- GIVEN INSTRUCTION A -
Return the part of the OpenMP forum post starting with "I'm updating some" and going on through "es_y, es_z, sin_theta)", copied word for word.

- PASSAGE SHOWN -
+++

Intel® Fortran Compiler
Build applications that can scale for the future with optimized code designed for Intel® Xeon® and compatible processors.

A question about $omp declare simd

eos_pengwern
Beginner
424 Views

I'm updating some of my long-standing code to take advantage of the latest OpenMP 4.0 syntax, but I've come unstuck at the first attempt. 

I decided to take a very simple, short subroutine that calculates a vector product: one of the vectors, 'normal' is unique, represented by its scalar components 'normal_x', 'normal_y' and 'normal_z', whilst the other vector 'rzero' is typically one of a large number of vectors represented by arrays of 'rzero_x', 'rzero_y' and 'rzero_z' components. Multiplying the normal by 'rzero' gives 'es', and taking the amplitude of 'es' gives us the sine of the angle between 'rzero' and the normal, viz:

    elemental subroutine Calculate_Sines(normal_x, normal_y, normal_z, &
                                         rzero_x, rzero_y, rzero_z,    &
                                         es_x, es_y, es_z, sin_theta)

+++

- DATA PROVIDED -
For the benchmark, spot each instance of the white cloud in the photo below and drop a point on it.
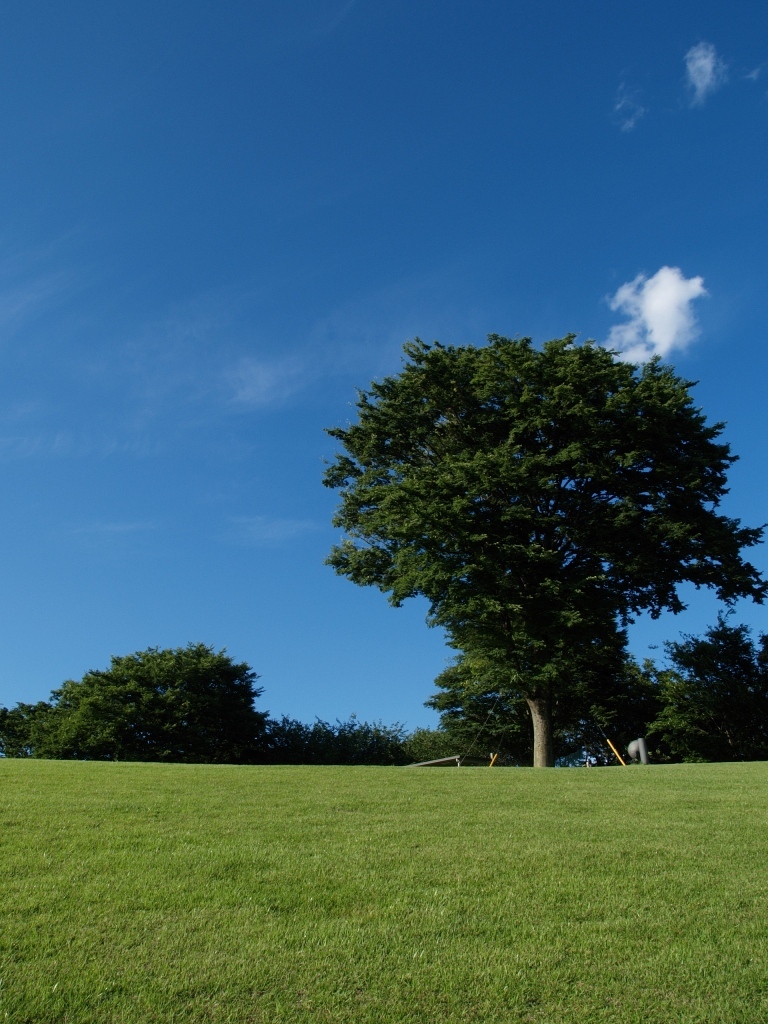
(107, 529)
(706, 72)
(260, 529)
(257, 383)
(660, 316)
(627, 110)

+++

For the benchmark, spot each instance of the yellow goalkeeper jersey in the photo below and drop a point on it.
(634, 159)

+++

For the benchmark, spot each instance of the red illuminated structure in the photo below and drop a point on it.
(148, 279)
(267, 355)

+++

- GIVEN INSTRUCTION B -
Identify each line in the rows that contains the string "photo", treating uppercase and lowercase as different, and copy those lines unchanged.

- TASK ANSWER A -
I'm updating some of my long-standing code to take advantage of the latest OpenMP 4.0 syntax, but I've come unstuck at the first attempt. 

I decided to take a very simple, short subroutine that calculates a vector product: one of the vectors, 'normal' is unique, represented by its scalar components 'normal_x', 'normal_y' and 'normal_z', whilst the other vector 'rzero' is typically one of a large number of vectors represented by arrays of 'rzero_x', 'rzero_y' and 'rzero_z' components. Multiplying the normal by 'rzero' gives 'es', and taking the amplitude of 'es' gives us the sine of the angle between 'rzero' and the normal, viz:

    elemental subroutine Calculate_Sines(normal_x, normal_y, normal_z, &
                                         rzero_x, rzero_y, rzero_z,    &
                                         es_x, es_y, es_z, sin_theta)

- TASK ANSWER B -
For the benchmark, spot each instance of the white cloud in the photo below and drop a point on it.
For the benchmark, spot each instance of the yellow goalkeeper jersey in the photo below and drop a point on it.
For the benchmark, spot each instance of the red illuminated structure in the photo below and drop a point on it.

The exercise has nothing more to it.